- _本文部分_:
ということで、データ的な動きについてまとめさせていただいております。

 5ページでございます。こういった現状認識を踏まえて、施策について「第2」としてまとめるということになっております。その上で「1 施策についての基本的考え方」の部分につきましては、データを踏まえたものについてまとめたものでございます。これも本文を基本的考え方ということで書いておりますものを抜き出しておりますので、少し読み上げに近い形で説明させていただきます。

  雇用の分野における男女の均等な機会及び待遇の確保等に関する施策は、「労働者が性別により差別されることなく、また、女性労働者にあっては母性を尊重されつつ、充実した職業生活を営むことができるようにする」という均等法の基本的理念にのっとって推進されるべきものである。

  過去2度の法改正を経て、努力義務規定から禁止規定への強化、男女双方に対する差別の禁止など、均等法制定当時に指摘されていた法制上の課題についてはほぼ解決し、また、それらの課題に加え、セクシュアルハラスメントの防止措置や、妊娠、出産、育児休業等に関するハラスメントの防止措置が事業主に義務付けられるなど法制度の整備は大きく進展した。

- _記録一覧_:

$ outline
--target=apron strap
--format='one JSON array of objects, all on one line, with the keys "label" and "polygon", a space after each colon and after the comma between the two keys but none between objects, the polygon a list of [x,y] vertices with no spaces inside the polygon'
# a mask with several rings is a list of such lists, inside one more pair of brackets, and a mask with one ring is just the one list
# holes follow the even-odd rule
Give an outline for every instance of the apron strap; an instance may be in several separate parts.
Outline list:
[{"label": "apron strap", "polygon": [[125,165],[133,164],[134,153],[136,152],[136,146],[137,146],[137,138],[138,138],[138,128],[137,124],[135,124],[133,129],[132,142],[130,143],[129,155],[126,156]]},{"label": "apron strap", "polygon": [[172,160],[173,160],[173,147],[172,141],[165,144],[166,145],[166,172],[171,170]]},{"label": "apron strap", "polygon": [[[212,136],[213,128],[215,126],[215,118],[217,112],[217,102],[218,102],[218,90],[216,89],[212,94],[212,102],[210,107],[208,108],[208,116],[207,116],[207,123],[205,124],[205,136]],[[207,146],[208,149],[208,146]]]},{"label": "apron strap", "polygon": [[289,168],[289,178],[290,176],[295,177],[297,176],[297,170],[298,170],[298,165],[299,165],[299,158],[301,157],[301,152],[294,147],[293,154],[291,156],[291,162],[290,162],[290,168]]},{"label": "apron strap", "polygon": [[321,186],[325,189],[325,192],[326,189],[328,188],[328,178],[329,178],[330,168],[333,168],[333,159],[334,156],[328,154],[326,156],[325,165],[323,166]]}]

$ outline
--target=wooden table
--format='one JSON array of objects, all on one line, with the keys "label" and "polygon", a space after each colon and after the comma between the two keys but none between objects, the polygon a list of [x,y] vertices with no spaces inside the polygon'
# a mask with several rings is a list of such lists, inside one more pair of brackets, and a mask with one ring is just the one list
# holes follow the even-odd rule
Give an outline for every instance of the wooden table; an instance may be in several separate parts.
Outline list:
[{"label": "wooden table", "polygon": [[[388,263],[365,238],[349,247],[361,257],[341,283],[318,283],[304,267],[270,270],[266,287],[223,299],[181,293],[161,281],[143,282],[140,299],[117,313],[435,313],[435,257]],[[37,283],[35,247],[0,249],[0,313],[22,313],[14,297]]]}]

- _課題設定 A_:
均等法についての説明で、話し手が「基本的考え方」の部分を読み上げに近い形で説明するとしているのはなぜですか。本文に書かれている理由を一文から三文で答えてください。
- _課題設定 B_:
均等法についての説明を、最後の文の後から引き継いで書き進めてください。

- _最終結果 A_:
その部分は、本文に基本的考え方として書かれているものを抜き出したものだからです。そのため、話し手は読み上げに近い形で説明するとしています。

- _最終結果 B_:
  しかしながら、第1で見たように、均等法施行後30年を経てもなお実態面での男女の格差は残っている状況にある。

  こうした実態面での男女格差が解消されないことの背景には、就業継続を希望しながらも、保育サービス等の整備が十分ではない場合等もあり仕事と育児の両立の難しさ等から、離職を余儀なくされる場合を含め、出産、育児等により離職する女性が依然として多く、女性の継続的な職業キャリア形成が困難となっていること、男性を中心とした基幹的労働者には随時転居転勤に応じることが可能であることなどを前提とした働き方が見られること、こうした中で、女性が家庭生活を営みながら就業を継続するに際して具体的な見通しを持ちにくくなっていることなどがあるものと考えられる。

  一方、今後の少子化の進展に伴う労働力人口の減少が見込まれる中、女性の就業率の向上や個人の職業生活期間の長期化は喫緊の課題である。また、仕事と生活の関係の有様やこれらに対する考え方が多様化している中、男女労働者が共に性別にかかわらず主体的に働き方やキャリアを選択することができることが求められている。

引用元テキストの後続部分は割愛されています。